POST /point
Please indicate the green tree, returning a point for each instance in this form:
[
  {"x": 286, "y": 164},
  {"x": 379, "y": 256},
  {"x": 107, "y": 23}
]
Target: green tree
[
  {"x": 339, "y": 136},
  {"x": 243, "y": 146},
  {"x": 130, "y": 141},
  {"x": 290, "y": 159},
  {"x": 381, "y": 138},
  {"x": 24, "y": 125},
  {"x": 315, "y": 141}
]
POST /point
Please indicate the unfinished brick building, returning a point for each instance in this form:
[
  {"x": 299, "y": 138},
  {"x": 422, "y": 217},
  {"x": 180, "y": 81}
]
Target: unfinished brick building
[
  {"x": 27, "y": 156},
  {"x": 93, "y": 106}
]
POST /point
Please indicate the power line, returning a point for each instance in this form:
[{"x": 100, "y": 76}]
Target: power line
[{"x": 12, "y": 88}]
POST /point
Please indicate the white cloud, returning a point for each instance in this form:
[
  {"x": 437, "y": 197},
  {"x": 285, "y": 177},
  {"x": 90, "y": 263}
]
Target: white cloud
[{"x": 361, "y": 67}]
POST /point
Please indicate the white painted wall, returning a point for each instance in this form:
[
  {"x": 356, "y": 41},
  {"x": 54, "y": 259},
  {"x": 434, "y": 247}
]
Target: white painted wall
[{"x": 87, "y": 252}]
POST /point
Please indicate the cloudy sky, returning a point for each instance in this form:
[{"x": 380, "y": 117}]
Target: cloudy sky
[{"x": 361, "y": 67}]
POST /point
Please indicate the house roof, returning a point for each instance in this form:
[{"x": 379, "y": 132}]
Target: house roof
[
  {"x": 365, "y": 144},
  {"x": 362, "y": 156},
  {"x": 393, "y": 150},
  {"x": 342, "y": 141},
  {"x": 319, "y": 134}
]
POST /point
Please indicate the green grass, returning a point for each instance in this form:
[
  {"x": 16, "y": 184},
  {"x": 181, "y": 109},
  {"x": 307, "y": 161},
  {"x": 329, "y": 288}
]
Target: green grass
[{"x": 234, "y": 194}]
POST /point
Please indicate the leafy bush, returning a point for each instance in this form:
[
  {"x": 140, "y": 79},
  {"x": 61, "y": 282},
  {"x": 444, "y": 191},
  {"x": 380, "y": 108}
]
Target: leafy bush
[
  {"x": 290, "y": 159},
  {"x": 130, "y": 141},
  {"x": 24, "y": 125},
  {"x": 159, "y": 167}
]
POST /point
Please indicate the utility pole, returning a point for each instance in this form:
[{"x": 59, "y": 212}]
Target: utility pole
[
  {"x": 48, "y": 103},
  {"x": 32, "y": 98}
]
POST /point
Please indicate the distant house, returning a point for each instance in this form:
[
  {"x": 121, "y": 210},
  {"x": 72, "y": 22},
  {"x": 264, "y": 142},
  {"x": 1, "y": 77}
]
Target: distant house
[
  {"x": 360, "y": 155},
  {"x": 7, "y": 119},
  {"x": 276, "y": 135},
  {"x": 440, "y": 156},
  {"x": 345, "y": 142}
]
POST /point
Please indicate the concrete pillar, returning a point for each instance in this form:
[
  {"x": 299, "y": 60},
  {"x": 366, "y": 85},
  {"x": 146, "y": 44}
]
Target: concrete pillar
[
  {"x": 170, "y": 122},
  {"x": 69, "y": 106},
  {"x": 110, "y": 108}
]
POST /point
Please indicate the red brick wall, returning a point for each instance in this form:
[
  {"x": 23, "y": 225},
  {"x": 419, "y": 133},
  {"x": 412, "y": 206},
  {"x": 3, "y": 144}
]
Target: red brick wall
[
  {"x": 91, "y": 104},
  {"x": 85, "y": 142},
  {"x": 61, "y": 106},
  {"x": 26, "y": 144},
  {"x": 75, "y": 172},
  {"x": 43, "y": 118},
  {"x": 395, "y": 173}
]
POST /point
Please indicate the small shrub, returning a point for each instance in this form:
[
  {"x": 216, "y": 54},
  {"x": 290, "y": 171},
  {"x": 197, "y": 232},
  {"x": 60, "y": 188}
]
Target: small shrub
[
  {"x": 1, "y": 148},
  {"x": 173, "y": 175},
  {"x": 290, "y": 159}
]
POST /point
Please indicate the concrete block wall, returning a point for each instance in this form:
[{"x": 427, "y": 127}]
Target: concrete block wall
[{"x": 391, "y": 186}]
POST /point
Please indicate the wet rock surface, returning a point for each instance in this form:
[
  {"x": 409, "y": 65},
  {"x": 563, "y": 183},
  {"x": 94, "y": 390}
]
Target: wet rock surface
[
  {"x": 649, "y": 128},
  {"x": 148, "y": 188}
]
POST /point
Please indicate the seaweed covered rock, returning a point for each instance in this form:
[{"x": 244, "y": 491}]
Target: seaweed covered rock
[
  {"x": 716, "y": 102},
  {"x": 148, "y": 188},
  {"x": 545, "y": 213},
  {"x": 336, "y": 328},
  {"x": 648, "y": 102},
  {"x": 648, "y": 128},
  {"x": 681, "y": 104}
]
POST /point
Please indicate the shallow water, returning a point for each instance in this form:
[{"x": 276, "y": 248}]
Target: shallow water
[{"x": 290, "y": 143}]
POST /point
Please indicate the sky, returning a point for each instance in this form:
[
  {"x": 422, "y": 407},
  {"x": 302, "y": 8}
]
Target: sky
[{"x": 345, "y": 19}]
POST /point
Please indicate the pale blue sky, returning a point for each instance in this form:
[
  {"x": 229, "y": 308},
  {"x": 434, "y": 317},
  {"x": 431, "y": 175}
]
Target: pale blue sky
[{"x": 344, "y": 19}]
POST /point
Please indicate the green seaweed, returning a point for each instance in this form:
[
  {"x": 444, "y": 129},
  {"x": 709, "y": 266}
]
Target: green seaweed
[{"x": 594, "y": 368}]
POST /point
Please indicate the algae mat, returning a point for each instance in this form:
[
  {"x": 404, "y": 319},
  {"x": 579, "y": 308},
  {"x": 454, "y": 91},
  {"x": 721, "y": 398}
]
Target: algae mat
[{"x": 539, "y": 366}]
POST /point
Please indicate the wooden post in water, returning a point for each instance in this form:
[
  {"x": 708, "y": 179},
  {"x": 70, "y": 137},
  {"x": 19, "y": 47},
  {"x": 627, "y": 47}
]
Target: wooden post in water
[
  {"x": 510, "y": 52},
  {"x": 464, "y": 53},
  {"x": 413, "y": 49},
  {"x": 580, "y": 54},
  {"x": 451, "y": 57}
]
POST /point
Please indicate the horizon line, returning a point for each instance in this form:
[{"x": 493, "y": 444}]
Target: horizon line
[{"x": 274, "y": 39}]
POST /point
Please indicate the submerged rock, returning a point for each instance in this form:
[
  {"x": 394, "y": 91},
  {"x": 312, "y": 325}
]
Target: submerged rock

EXERCISE: Find each line in the listing above that contains the word "grass" and copy those lines out as they appear.

EXPECTED OUTPUT:
Please indicate the green grass, returning a point for each instance in this form:
Target: green grass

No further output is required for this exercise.